- **Short exercise**
Recast every line of the listing below as a numbered list, dropping any blank lines.

- **Extracted data**
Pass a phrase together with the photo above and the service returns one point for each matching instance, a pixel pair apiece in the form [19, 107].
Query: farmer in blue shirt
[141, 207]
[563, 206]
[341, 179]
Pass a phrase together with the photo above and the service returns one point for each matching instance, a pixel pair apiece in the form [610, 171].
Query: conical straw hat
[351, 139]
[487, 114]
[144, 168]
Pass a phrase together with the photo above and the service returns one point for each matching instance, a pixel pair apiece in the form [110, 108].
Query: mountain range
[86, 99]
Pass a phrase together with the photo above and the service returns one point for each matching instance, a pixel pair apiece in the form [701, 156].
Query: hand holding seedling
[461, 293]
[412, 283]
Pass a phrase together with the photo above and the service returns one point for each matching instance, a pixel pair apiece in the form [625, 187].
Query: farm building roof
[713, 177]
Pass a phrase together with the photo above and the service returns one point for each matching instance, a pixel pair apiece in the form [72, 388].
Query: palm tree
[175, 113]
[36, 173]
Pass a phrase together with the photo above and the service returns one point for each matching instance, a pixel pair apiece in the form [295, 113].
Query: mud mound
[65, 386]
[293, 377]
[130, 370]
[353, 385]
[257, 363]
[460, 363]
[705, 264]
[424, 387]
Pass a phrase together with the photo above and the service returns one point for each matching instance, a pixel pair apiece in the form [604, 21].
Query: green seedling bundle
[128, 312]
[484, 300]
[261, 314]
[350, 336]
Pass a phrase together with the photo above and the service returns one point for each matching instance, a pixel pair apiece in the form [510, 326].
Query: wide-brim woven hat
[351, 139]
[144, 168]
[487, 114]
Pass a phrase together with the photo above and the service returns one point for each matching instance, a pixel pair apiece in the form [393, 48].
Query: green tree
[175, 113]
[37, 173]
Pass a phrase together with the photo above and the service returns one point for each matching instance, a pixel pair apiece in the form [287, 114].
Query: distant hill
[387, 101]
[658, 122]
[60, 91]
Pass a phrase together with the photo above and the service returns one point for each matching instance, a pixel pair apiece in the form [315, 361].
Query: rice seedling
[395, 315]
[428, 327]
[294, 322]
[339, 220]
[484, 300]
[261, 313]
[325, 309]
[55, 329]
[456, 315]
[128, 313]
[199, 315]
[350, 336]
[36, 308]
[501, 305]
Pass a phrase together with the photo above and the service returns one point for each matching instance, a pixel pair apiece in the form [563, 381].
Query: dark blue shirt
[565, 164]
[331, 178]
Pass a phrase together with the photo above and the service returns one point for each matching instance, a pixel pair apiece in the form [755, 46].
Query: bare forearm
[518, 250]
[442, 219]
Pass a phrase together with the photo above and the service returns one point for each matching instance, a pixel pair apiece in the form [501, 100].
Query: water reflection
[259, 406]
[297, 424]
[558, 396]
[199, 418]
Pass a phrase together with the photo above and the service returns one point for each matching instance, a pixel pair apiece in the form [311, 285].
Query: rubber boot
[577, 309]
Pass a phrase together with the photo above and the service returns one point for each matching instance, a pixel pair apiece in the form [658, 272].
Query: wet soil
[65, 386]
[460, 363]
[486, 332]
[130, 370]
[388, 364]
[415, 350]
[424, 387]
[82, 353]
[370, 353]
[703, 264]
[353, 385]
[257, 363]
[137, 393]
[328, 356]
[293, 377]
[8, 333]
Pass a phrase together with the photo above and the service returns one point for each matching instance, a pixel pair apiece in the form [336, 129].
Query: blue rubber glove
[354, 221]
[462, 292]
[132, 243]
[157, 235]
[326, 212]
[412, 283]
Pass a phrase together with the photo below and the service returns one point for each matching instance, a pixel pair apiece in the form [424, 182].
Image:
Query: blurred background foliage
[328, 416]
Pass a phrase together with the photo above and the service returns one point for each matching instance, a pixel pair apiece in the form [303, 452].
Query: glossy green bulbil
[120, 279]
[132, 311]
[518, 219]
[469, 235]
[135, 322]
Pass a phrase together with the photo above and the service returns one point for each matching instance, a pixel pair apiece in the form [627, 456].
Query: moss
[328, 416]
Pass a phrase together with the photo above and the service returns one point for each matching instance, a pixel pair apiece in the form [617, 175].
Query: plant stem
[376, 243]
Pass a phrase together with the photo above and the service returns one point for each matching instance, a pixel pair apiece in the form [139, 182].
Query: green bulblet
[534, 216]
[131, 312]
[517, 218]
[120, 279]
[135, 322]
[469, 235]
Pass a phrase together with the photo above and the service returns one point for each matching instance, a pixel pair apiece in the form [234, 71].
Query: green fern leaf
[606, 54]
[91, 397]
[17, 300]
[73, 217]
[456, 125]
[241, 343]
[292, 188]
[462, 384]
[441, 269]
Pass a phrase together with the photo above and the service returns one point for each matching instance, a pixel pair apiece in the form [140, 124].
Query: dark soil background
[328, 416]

- **Response**
1. Pass a phrase together with the photo above and the service returns one point for each matching instance, a pixel pair apiece in the form [19, 107].
2. Query: farmer in blue shirt
3. [141, 207]
4. [563, 206]
5. [341, 179]
6. Pass a phrase together with the photo above and the service returns one point for each matching instance, a pixel pair apiece in the form [610, 171].
7. Query: conical straw hat
8. [351, 139]
9. [487, 114]
10. [144, 168]
11. Pass a phrase together with the photo above and the service returns one point for each matching instance, a pixel pair apiece in the form [110, 108].
12. Query: mountain range
13. [86, 99]
14. Pass a phrase together with the photo above and the service returns one point for each matching instance, a pixel pair apiece in the form [701, 156].
15. Query: hand holding seedling
16. [461, 293]
17. [412, 283]
18. Pass a phrase together with the photo above and the service returns one point for each matching instance, a pixel pair apiece in the form [625, 187].
19. Query: farm building roof
20. [713, 177]
21. Pass a phrase together with the photo above and the service returns one point for each matching instance, a pixel pair apiece in the form [72, 388].
22. Query: palm tree
23. [175, 113]
24. [36, 173]
25. Pass a phrase together with the photo above and the service returns one point for each matching instance, a pixel pair apiece in the form [295, 113].
26. Query: mud mound
27. [65, 386]
28. [293, 377]
29. [130, 370]
30. [353, 385]
31. [257, 363]
32. [460, 363]
33. [705, 264]
34. [424, 387]
35. Pass a phrase together with the photo above and the service returns one point for each matching instance, a pixel pair apiece in the form [604, 21].
36. Query: green seedling bundle
37. [128, 312]
38. [484, 300]
39. [261, 314]
40. [350, 336]
41. Pass a phrase together with the photo above and the service returns one point for each matching instance, a pixel pair apiece in the form [510, 326].
42. Query: wide-brim woven hat
43. [351, 139]
44. [144, 168]
45. [487, 114]
46. Pass a phrase together with the photo above and the service returns one point for each matching instance, a pixel pair apiece in the form [393, 48].
47. Query: green tree
48. [175, 113]
49. [37, 173]
50. Pass a phrase together with the photo above and the service returns one point for each matching instance, a pixel pair apiece in the form [287, 114].
51. Query: distant hill
52. [387, 101]
53. [658, 122]
54. [60, 91]
55. Pass a phrase together with the photo above and the service returns one point for each matching instance, a pixel pair apiece in the form [315, 361].
56. Query: rice seedling
57. [395, 315]
58. [428, 327]
59. [294, 322]
60. [339, 220]
61. [484, 300]
62. [261, 313]
63. [325, 309]
64. [55, 329]
65. [456, 315]
66. [128, 313]
67. [199, 315]
68. [350, 336]
69. [36, 308]
70. [501, 305]
71. Pass a phrase together with the photo above and the service returns one point for each matching instance, a pixel pair apiece in the form [563, 381].
72. Query: dark blue shirt
73. [565, 164]
74. [331, 178]
75. Pass a phrase together with the photo above and the service returns one point for each matching instance, a pixel pair apiece in the form [755, 46].
76. Query: bare forearm
77. [518, 250]
78. [442, 219]
79. Pass a phrase together with the photo above and the service returns one point for each matching instance, a pixel pair apiece in the form [501, 100].
80. Query: water reflection
81. [259, 406]
82. [297, 424]
83. [558, 396]
84. [199, 418]
85. Pass a phrase together with the photo above and the service returns one point for each matching instance, a pixel pair apiece in the form [311, 285].
86. Query: rubber boot
87. [577, 309]
88. Pass a phrase together with the photo above and the service returns one point for each matching instance, a pixel pair apiece in the form [658, 272].
89. Query: wet soil
90. [65, 386]
91. [460, 363]
92. [486, 332]
93. [130, 370]
94. [388, 364]
95. [415, 350]
96. [424, 387]
97. [82, 353]
98. [370, 353]
99. [703, 264]
100. [353, 385]
101. [257, 363]
102. [137, 393]
103. [328, 356]
104. [293, 377]
105. [8, 333]
106. Pass a phrase together with the photo above and the service returns one point for each matching instance, a pixel pair apiece in the form [336, 129].
107. Query: blue rubber glove
108. [354, 221]
109. [462, 292]
110. [132, 243]
111. [157, 235]
112. [326, 212]
113. [412, 283]
114. Pass a phrase together with the photo below and the service returns one point for each matching instance, a pixel pair apiece in the form [424, 182].
115. Image:
116. Query: blurred background foliage
117. [328, 416]
118. Pass a phrase together with the photo above and the service returns one point for each matching instance, a pixel pair apiece in the form [303, 452].
119. Query: glossy green bulbil
120. [120, 279]
121. [132, 311]
122. [518, 219]
123. [469, 235]
124. [135, 322]
125. Pass a phrase together with the photo above and the service returns one point for each matching instance, a pixel pair apiece in the form [627, 456].
126. Query: moss
127. [328, 416]
128. Pass a phrase together with the photo above and the service returns one point for each matching instance, a pixel pair apiece in the form [617, 175].
129. Query: plant stem
130. [376, 243]
131. Pass a phrase together with the photo above and the service returns one point for each matching instance, a pixel pair apiece in the form [139, 182].
132. Query: green bulblet
133. [534, 216]
134. [131, 312]
135. [517, 218]
136. [120, 279]
137. [135, 322]
138. [469, 235]
139. Pass a phrase together with the photo above and the service returns one point for each matching instance, a pixel pair apiece in the form [234, 71].
140. Query: green fern leaf
141. [606, 54]
142. [91, 397]
143. [17, 300]
144. [73, 217]
145. [456, 125]
146. [241, 343]
147. [292, 188]
148. [462, 384]
149. [441, 269]
150. Pass a phrase together with the photo above and the service returns one point for each matching instance, a pixel pair apiece in the form [140, 124].
151. Query: dark soil background
152. [328, 416]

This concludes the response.